Instructions for the task
Your job is to copy the data that follows exactly, every line included.

#####

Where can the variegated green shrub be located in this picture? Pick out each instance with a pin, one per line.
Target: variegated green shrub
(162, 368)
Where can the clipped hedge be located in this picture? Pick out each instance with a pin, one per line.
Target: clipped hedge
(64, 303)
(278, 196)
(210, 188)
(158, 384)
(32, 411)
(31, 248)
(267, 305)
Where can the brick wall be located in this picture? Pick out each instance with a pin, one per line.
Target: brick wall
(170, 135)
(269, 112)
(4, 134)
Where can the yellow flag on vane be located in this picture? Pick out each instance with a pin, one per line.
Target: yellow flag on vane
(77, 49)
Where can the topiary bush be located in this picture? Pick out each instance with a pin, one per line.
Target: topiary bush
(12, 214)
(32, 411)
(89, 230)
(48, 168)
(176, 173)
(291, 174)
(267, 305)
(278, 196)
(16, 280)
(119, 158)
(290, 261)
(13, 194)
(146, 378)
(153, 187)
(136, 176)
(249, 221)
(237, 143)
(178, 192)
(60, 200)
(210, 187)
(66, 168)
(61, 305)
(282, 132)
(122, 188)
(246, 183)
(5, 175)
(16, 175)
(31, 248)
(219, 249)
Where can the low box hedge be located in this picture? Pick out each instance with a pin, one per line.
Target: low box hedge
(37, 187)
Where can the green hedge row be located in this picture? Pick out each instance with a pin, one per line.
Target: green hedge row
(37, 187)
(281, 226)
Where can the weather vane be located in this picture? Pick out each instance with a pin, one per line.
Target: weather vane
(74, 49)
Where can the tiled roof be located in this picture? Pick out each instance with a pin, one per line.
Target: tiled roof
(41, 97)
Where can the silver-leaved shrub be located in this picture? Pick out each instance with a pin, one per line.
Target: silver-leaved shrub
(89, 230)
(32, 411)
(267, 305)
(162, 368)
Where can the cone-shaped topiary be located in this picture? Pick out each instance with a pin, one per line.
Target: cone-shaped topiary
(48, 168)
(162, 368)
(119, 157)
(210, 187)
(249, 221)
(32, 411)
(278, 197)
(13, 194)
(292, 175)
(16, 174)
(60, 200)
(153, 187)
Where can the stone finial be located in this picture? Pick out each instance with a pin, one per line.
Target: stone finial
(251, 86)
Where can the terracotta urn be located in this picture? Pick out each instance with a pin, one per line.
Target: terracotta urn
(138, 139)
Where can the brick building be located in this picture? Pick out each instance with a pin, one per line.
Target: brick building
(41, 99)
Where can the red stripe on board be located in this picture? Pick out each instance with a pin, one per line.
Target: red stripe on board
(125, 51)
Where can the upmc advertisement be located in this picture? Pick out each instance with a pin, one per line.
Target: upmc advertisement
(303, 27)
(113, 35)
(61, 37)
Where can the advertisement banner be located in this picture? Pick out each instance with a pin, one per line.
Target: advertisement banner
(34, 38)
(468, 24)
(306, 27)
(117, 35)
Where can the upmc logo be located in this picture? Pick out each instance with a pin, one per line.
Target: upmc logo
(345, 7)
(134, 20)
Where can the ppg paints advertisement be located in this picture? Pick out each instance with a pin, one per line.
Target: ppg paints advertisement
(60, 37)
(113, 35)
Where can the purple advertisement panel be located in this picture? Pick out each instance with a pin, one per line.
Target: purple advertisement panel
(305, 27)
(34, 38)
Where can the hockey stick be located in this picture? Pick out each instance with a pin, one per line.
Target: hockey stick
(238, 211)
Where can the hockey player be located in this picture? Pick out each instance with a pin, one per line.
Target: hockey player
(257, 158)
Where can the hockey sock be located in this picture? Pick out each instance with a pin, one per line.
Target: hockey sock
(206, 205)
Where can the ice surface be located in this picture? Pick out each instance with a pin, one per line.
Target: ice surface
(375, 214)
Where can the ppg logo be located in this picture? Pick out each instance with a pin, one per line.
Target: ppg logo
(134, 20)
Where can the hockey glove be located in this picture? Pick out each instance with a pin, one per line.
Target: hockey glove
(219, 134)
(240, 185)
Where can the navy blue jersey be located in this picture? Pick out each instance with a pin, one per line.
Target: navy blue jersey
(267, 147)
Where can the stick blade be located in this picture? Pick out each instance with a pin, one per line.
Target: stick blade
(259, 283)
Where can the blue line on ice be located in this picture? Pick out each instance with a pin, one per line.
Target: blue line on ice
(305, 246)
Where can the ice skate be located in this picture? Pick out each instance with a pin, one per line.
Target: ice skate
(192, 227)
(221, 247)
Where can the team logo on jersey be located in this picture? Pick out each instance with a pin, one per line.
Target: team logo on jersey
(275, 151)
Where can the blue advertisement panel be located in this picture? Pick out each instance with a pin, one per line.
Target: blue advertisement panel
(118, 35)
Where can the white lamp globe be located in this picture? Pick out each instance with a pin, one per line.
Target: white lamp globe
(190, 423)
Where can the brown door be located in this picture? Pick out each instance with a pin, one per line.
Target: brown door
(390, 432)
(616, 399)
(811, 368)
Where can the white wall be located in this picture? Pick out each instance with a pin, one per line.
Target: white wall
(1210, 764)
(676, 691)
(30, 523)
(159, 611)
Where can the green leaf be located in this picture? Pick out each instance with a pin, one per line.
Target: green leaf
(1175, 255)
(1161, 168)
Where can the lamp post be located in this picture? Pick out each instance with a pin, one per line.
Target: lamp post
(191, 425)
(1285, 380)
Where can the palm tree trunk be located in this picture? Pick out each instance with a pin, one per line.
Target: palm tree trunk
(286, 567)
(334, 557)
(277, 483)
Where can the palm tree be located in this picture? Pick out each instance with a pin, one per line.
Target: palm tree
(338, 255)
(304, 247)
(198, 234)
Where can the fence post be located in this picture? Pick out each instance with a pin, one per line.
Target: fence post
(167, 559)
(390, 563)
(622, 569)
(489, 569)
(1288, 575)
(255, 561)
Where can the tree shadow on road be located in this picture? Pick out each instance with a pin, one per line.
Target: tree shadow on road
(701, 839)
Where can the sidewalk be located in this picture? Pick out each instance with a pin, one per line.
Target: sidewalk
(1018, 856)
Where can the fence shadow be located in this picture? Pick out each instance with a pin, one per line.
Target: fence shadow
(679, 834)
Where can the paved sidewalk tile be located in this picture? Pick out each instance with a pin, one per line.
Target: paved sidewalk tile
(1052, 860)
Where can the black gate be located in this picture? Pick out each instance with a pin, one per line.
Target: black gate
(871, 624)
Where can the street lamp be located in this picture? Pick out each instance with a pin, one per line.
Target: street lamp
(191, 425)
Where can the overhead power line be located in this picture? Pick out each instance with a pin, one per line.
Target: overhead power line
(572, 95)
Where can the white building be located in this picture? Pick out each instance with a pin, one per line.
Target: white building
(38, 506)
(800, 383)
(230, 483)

#####

Your response
Where can the variegated green shrub be located in this picture? Pick out each instance with a pin, one per line.
Target: variegated green shrub
(162, 368)
Where can the clipped hedge be located in this picture? Pick out each instance with a pin, one per line.
Target: clipped hedge
(64, 303)
(278, 196)
(210, 188)
(158, 384)
(32, 411)
(31, 248)
(267, 305)
Where can the brick wall be located in this picture? Pick out each instance with a pin, one per line.
Target: brick wall
(170, 135)
(269, 112)
(4, 134)
Where can the yellow flag on vane be located in this picture? Pick out each instance with a pin, one per line.
Target: yellow flag on vane
(77, 49)
Where can the topiary bush be located in this picture? Pick out each instance with a pin, one per line.
Target: topiary bush
(12, 214)
(32, 411)
(89, 230)
(48, 168)
(176, 173)
(291, 174)
(267, 305)
(278, 196)
(16, 280)
(119, 158)
(290, 261)
(13, 194)
(146, 378)
(153, 187)
(136, 176)
(249, 221)
(237, 143)
(178, 192)
(60, 200)
(210, 187)
(66, 168)
(61, 305)
(282, 132)
(122, 188)
(246, 183)
(5, 175)
(16, 175)
(31, 248)
(219, 249)
Where can the low box hedge be located in this picture? Pick out each instance with a pin, one per line.
Target: low box hedge
(37, 187)
Where can the green hedge row be located in this picture? Pick out each instance with a pin, one per line.
Target: green hedge row
(37, 187)
(281, 226)
Where can the weather vane be located in this picture? Pick out each instance with a pin, one per line.
Target: weather vane
(74, 49)
Where can the tiled roof be located in this picture? Pick out each instance with a pin, one per line.
Target: tiled roof
(41, 97)
Where can the silver-leaved shrub be located in this picture? Pick out each instance with a pin, one per line.
Target: silver-leaved shrub
(89, 230)
(32, 411)
(267, 305)
(162, 368)
Where can the cone-shaped topiary be located in this picture? Pick out each instance with a pin, one per line.
Target: cone-shaped topiary
(48, 168)
(162, 368)
(119, 157)
(210, 187)
(249, 221)
(32, 411)
(278, 197)
(13, 194)
(292, 175)
(16, 174)
(60, 200)
(153, 187)
Where can the stone finial be located in this picture? Pick out each instance with a pin, one per line.
Target: stone finial
(251, 86)
Where can the terracotta urn be located in this picture? Pick out each instance with a pin, one per line.
Target: terracotta urn
(138, 139)
Where can the brick building be located in this picture? Pick out each instance with a pin, one per line.
Target: brick building
(41, 99)
Where can the red stripe on board be located in this picture? Pick out each instance with a pin, one per line.
Target: red stripe on board
(125, 51)
Where can the upmc advertisement be located in this picture? Pick out each instance with a pin, one per line.
Target: upmc advertisement
(303, 27)
(113, 35)
(61, 37)
Where can the advertisement banner be located in this picture? Pick out each instance with a pin, one per line.
Target: advertisement banner
(34, 38)
(468, 24)
(306, 27)
(117, 35)
Where can the upmc logo be located in this picture? Pick out each instance with a pin, one per line.
Target: upmc logo
(345, 7)
(134, 20)
Where can the ppg paints advertisement be located in this picture? Pick out each instance with a pin, one per line.
Target: ppg paints advertisement
(60, 37)
(113, 35)
Where can the purple advertisement panel be located in this picture? Pick out each instance with a pin, one per line.
Target: purple advertisement panel
(305, 27)
(34, 38)
Where can the hockey stick be located in this picture? Pick out each instance with a pin, one per line.
Target: hockey stick
(238, 211)
Where can the hockey player be located in this picture? Pick out each instance with a pin, one per line.
Target: hockey player
(257, 158)
Where can the hockey sock be located in this picture? Pick out each instance with a pin, one per line.
Target: hockey sock
(206, 205)
Where can the ice surface be located in this picture? Pick out each instance with a pin, one per line.
Target: ice surface
(375, 214)
Where can the ppg logo be located in this picture? Pick out each instance with a pin, one per line.
Target: ppg logo
(134, 20)
Where can the hockey glove be located in this picture? Pick out each instance with a pin, one per line.
Target: hockey glove
(219, 134)
(240, 185)
Where can the navy blue jersey be located in this picture? Pick out each instance with a pin, one per line.
Target: navy blue jersey
(267, 147)
Where can the stick blade be located in this picture? Pick out each instance with a pin, one per line.
Target: stick blade
(259, 283)
Where can the blue line on ice be located in this picture? Pick out each instance with a pin, one per line.
Target: blue line on ice
(305, 246)
Where can the ice skate be located in this picture? Pick out each instance with a pin, one per line.
Target: ice skate
(192, 227)
(221, 247)
Where can the team logo on jersey be located in this picture? Pick out each instance with a pin, one per line.
Target: team logo on jersey
(275, 151)
Where can the blue advertisement panel be located in this picture? Pick out each instance with a pin, one per line.
Target: blue advertisement panel
(118, 35)
Where can the white lamp globe be located in this picture? Pick out each instance with a pin, one per line.
Target: white lamp globe
(190, 423)
Where can the brown door be located in this picture? Pick out each instance with a pin, one per line.
Target: brown door
(390, 432)
(616, 399)
(811, 368)
Where can the white wall be located in this picture? Pick out each instance with a pin, one per line.
Target: white wall
(1210, 764)
(676, 691)
(30, 523)
(159, 611)
Where can the green leaf be located in this picture? Pick out each instance with a pin, one per line.
Target: green leaf
(1175, 255)
(1161, 168)
Where can the lamp post be located in this picture? Pick out each instance with a pin, one per line.
Target: lamp post
(191, 425)
(1285, 380)
Where can the palm tree trunk be located in this picture? Pick out each instance with a pin, one per line.
Target: palm tree trunk
(286, 567)
(334, 557)
(277, 483)
Where can the palm tree be located in this picture? Pick out each instance with a pin, one per line.
Target: palm tree
(338, 255)
(304, 247)
(198, 234)
Where can the fence post be located in this picture? Pick out each instance with a pin, one per line.
Target: fence post
(167, 559)
(390, 563)
(622, 569)
(489, 569)
(1288, 575)
(255, 561)
Where can the tree shadow on road be located in this picture? Pick out each instance with a pin, one per line.
Target: tree shadow on road
(701, 839)
Where can the sidewalk be located in this picture? Pick out each instance with a pin, one per line.
Target: sidewalk
(1018, 856)
Where can the fence shadow be located in this picture? Pick out each instance with a pin, one per line.
Target: fence shadow
(679, 834)
Where can the paved sidewalk tile be located in this picture? Pick out each instance with a pin, one per line.
Target: paved sidewalk tile
(1052, 860)
Where can the black gate be located in this picture? Pick out each instance with a pin, one per line.
Target: black gate
(871, 624)
Where can the street lamp be located in this picture? Pick out each instance with a pin, one per line.
Target: street lamp
(191, 425)
Where can the overhead power line be located in this picture? Pick out each instance with a pin, one per line.
Target: overhead power line
(572, 95)
Where can the white building be located in this picture? Pick out each instance with a pin, one per line.
Target: white building
(38, 506)
(800, 383)
(230, 483)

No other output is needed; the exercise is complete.